(Dataset items)
******************************

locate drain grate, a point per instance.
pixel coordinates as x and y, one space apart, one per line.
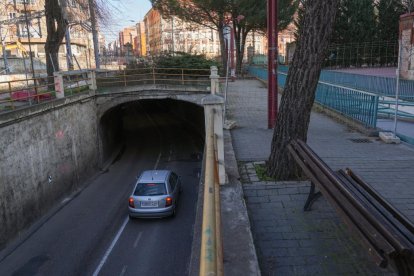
360 140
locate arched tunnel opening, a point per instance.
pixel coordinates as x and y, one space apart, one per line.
166 127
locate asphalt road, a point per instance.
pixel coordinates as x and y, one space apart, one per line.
92 234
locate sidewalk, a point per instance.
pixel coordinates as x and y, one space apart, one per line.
289 241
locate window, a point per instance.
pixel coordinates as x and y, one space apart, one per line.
150 189
173 180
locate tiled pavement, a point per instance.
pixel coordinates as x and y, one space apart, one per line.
292 242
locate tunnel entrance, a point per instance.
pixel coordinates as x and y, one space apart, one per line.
151 123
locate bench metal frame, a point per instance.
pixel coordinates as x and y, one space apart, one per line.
384 231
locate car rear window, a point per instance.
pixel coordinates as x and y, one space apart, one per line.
150 189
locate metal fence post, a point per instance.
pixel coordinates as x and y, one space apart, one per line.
214 81
59 86
92 82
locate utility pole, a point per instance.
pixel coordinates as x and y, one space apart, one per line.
3 47
172 33
92 7
69 61
28 39
272 63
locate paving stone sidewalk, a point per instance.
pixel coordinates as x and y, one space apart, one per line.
289 241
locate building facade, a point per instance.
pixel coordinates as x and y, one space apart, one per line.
24 20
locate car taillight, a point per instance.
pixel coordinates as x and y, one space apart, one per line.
131 202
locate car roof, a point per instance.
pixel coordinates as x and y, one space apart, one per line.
154 176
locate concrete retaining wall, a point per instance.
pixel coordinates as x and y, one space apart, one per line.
44 156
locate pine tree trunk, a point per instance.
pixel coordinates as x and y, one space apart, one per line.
222 47
299 93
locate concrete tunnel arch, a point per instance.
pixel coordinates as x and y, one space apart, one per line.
110 123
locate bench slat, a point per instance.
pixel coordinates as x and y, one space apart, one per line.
386 232
377 215
318 177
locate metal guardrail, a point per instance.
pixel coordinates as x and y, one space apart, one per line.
211 256
383 86
356 104
154 76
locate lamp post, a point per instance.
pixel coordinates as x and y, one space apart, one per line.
272 63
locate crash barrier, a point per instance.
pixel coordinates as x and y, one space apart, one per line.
211 254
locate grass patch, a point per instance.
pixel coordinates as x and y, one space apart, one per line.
261 172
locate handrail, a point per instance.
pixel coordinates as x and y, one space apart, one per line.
211 257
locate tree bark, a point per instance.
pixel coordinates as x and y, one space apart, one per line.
56 28
299 93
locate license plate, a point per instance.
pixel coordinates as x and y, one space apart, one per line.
149 203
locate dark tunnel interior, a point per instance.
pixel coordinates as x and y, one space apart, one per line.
122 124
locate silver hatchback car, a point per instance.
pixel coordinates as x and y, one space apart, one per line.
155 194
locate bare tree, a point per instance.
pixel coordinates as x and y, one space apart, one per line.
302 79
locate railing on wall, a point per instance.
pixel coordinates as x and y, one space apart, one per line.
27 92
166 77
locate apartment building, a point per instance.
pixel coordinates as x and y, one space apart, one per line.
174 35
126 40
141 40
15 35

******************************

- Task goal:
Repeat only the stretch of lines that begins at the line containing "locate crash barrier, a point per instance." and ends at the last line above, both included.

- The answer:
locate crash barrier, a point per instance.
pixel coordinates as x and y, one space apart, one per line.
211 254
locate grass patch, a point per instance.
pixel coordinates as x and y, one space apart, one per line.
261 172
locate handrail, a point per instance.
pixel coordinates as x and y, one space apart, one per line.
211 257
locate tree bark, a point per instance.
pixel coordinates as x and y, one space apart, one per line.
56 28
299 93
locate license plate, a point per instance.
pixel coordinates as x and y, one space apart, one per line.
149 203
locate dark tunnel interior, a point per instance.
pixel coordinates as x and y, one space apart, one per line.
122 124
locate silver hatchback car, a point per instance.
pixel coordinates as x and y, one space apart, one per line.
155 194
locate bare tree, a point per instance.
pixel coordinates as x and y, one space apart, one per line.
302 79
locate railing on wall, a point per instance.
pixel coordinates as x and y, one space apart, one per line.
27 92
166 77
locate apartment building, a point per instance.
pixel coordinates as x and y, one space apart, one per line.
174 35
126 40
141 40
15 35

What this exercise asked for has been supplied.